━━━━━ ELENCO DA ELABORARE

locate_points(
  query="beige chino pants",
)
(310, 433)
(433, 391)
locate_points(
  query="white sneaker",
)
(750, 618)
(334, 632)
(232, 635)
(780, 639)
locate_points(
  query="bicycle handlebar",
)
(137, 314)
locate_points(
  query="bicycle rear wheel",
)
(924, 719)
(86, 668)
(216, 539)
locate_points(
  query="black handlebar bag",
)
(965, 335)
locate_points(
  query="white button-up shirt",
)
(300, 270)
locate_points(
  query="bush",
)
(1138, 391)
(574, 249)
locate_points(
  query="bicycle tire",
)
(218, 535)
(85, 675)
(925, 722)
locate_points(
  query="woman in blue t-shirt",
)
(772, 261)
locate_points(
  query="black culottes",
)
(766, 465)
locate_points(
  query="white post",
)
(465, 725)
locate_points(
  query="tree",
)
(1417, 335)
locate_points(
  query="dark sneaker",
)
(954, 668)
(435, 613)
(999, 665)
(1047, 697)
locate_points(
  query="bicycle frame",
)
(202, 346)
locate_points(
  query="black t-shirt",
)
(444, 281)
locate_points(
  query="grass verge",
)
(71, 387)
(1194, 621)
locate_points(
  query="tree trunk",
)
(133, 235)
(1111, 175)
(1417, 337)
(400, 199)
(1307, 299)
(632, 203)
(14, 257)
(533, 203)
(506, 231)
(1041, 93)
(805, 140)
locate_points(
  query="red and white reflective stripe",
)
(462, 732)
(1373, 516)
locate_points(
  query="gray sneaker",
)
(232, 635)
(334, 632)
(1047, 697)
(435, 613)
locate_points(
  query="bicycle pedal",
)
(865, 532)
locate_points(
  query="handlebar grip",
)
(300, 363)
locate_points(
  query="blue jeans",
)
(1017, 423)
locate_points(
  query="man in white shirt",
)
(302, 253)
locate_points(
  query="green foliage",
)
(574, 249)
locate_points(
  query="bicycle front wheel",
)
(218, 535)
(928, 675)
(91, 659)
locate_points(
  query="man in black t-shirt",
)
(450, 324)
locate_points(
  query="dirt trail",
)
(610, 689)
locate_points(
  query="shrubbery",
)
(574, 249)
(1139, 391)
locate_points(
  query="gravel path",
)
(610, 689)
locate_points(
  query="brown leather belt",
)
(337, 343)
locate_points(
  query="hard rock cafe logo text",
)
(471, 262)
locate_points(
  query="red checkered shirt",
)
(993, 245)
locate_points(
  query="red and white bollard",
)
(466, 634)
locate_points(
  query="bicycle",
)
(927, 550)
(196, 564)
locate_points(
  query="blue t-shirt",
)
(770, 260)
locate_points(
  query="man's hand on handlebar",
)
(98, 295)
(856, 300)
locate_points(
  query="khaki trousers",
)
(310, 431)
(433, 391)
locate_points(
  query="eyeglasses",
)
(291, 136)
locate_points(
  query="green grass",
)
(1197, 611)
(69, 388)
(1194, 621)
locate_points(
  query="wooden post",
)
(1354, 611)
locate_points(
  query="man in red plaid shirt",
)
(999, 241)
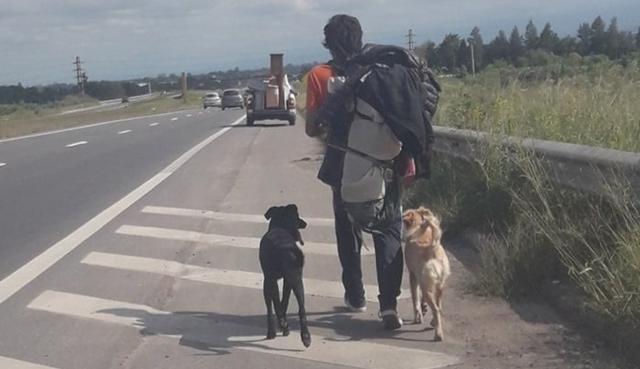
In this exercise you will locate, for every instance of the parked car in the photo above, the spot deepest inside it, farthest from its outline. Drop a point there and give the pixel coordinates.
(264, 101)
(232, 98)
(211, 100)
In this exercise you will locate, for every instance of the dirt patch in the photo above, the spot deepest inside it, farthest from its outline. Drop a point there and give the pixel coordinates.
(493, 333)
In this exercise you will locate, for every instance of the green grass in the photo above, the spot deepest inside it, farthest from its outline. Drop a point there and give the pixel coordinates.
(596, 105)
(537, 231)
(22, 120)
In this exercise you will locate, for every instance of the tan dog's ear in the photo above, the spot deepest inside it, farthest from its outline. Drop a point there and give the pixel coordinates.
(424, 212)
(409, 217)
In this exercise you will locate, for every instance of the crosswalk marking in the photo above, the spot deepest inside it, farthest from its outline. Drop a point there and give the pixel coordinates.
(217, 333)
(235, 278)
(232, 217)
(9, 363)
(318, 248)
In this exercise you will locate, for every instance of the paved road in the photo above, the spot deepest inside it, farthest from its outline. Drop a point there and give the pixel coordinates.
(51, 184)
(142, 249)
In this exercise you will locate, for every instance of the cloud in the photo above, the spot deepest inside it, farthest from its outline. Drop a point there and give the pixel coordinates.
(127, 38)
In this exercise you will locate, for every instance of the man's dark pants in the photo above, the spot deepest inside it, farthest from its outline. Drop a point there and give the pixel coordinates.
(389, 260)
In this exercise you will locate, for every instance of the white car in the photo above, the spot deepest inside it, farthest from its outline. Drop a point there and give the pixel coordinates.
(211, 100)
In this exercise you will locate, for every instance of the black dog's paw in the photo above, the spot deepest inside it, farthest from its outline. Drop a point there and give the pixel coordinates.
(284, 327)
(271, 334)
(306, 338)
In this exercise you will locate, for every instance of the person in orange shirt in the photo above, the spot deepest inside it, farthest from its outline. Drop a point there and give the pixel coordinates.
(343, 39)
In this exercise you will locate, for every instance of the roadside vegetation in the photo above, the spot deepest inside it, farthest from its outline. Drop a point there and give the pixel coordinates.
(590, 101)
(537, 235)
(22, 119)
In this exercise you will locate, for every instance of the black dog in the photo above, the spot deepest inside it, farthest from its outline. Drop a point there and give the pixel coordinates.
(280, 257)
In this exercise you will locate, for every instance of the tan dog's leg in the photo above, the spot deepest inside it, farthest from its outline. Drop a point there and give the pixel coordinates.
(415, 297)
(429, 290)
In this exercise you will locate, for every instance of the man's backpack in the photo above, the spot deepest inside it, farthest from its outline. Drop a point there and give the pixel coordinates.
(387, 103)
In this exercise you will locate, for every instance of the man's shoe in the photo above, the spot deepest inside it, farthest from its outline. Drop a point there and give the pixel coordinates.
(356, 307)
(390, 319)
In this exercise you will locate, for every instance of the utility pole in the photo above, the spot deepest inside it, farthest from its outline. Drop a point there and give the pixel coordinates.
(81, 76)
(410, 42)
(183, 86)
(469, 43)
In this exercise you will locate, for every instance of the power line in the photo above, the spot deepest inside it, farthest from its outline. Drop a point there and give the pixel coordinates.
(81, 76)
(410, 41)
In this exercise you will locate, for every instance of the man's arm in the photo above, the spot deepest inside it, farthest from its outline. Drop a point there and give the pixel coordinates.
(316, 93)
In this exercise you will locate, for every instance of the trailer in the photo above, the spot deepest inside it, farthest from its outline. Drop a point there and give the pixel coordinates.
(271, 97)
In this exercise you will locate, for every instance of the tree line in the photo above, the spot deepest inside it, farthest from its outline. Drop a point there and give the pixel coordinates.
(104, 90)
(453, 54)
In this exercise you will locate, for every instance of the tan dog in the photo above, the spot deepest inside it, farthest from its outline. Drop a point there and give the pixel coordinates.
(427, 263)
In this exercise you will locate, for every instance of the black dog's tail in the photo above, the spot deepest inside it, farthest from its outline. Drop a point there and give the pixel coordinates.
(299, 257)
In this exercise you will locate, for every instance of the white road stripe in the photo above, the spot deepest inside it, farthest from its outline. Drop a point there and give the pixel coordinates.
(28, 272)
(231, 217)
(333, 351)
(83, 127)
(318, 248)
(8, 363)
(234, 278)
(77, 143)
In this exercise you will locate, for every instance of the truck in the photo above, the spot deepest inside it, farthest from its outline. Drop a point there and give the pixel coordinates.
(271, 97)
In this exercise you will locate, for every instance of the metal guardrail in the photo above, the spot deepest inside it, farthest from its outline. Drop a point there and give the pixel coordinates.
(580, 167)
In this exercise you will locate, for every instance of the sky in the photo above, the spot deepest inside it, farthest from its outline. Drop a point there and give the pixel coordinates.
(127, 39)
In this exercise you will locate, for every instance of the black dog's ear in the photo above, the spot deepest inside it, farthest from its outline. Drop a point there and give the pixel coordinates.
(301, 223)
(270, 213)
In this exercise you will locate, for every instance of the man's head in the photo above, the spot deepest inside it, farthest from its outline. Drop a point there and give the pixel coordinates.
(343, 37)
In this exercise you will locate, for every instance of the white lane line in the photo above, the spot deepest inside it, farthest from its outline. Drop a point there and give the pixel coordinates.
(318, 248)
(28, 272)
(83, 127)
(79, 143)
(234, 278)
(333, 351)
(231, 217)
(9, 363)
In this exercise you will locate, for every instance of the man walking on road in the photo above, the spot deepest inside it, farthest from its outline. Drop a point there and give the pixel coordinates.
(343, 39)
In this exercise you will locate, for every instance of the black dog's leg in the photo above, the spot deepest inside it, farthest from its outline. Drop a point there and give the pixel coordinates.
(295, 278)
(284, 306)
(268, 291)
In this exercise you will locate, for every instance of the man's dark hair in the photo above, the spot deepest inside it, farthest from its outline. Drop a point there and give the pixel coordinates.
(343, 36)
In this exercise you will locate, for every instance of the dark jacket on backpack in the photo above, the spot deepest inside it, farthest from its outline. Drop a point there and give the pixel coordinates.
(387, 78)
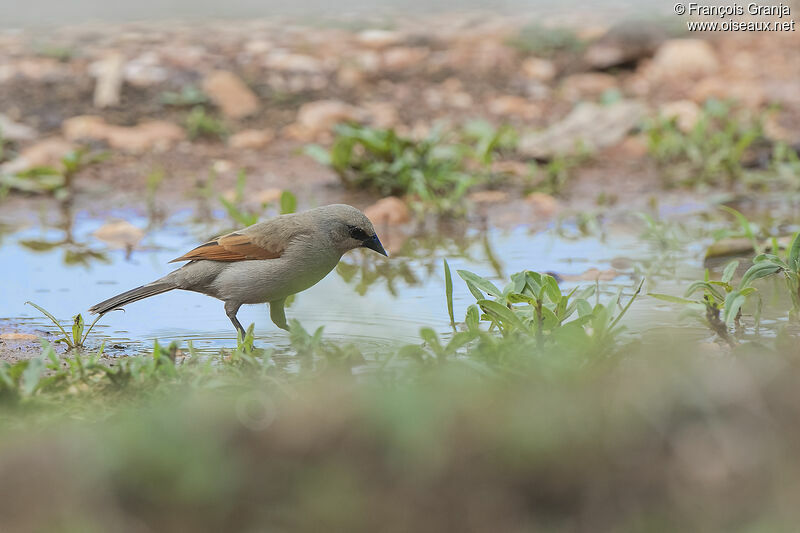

━━━━━━━━━━

OBIETTIVO
Indica, per favore, il numero di righe dell'elenco qui sopra che contengono la stringa "backpack", distinguendo tra maiuscole e minuscole. Rispondi soltanto con il numero.

RISPOSTA ALL'ESERCIZIO
2